Selected extract:
With a wind of lightly plucked guitars and melancholic folk melodies at its back, The Hollars delivers small-town family drama in the familiar Sundance-indie mode that’s remained ubiquitous since films like Garden State (2004), Little Miss Sunshine (2006) and the like rose to prominence. John Krasinski stars and once again sits behind the camera following his scrambled 2009 directorial debut, 2009’s Brief Interviews With Hideous Men, this time to greater success.
The difference-maker in Krasinski’s second film is that the script, written by Jim Strouse, is decidedly more grounded, warm and modest than the experimental David Foster Wallace anthology on which his first effort was based. It’s a much better fit this time around. The Hollars is formulaic, but not to a fault; every indie trapping, from the nutty quirks of the central family members to the perfect dramedy ratio of heartache and irreverent humor, is delivered with disarming sincerity. The characters feel fleshed out, and the front-yard, kitchen-sink drama feels real. Will the film expand your mind? No. Will it make you feel good? Absolutely.
With the same level-headed, unassuming charm he brought to The Office, Krasinski plays John Hollar, an emotionally at sea New York writer who flies back to his tiny hometown when his pregnant girlfriend, Rebecca (Anna Kendrick), informs him that his mother, Sally (Margo Martindale) has been diagnosed with a brain tumor. He arrives at the hospital to find the rest of the family gathered round, each of them bringing their own set of personal catastrophes to the sad gathering.

Activity: Retype the part of the review of The Hollars between "With the same" and "the sad gathering.", inclusive. The records come from a separate, unrelated source.

Data to examine:
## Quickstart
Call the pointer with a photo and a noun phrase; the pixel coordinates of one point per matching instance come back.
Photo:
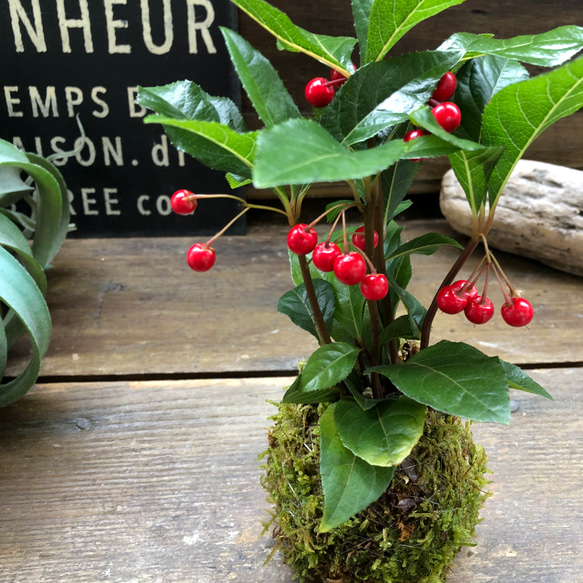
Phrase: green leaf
(473, 170)
(424, 245)
(301, 152)
(548, 49)
(361, 12)
(383, 94)
(477, 82)
(332, 51)
(327, 366)
(399, 328)
(455, 378)
(424, 118)
(296, 305)
(349, 483)
(518, 379)
(261, 82)
(391, 19)
(383, 435)
(19, 291)
(214, 144)
(184, 100)
(349, 306)
(520, 113)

Exercise response:
With the same level-headed, unassuming charm he brought to The Office, Krasinski plays John Hollar, an emotionally at sea New York writer who flies back to his tiny hometown when his pregnant girlfriend, Rebecca (Anna Kendrick), informs him that his mother, Sally (Margo Martindale) has been diagnosed with a brain tumor. He arrives at the hospital to find the rest of the family gathered round, each of them bringing their own set of personal catastrophes to the sad gathering.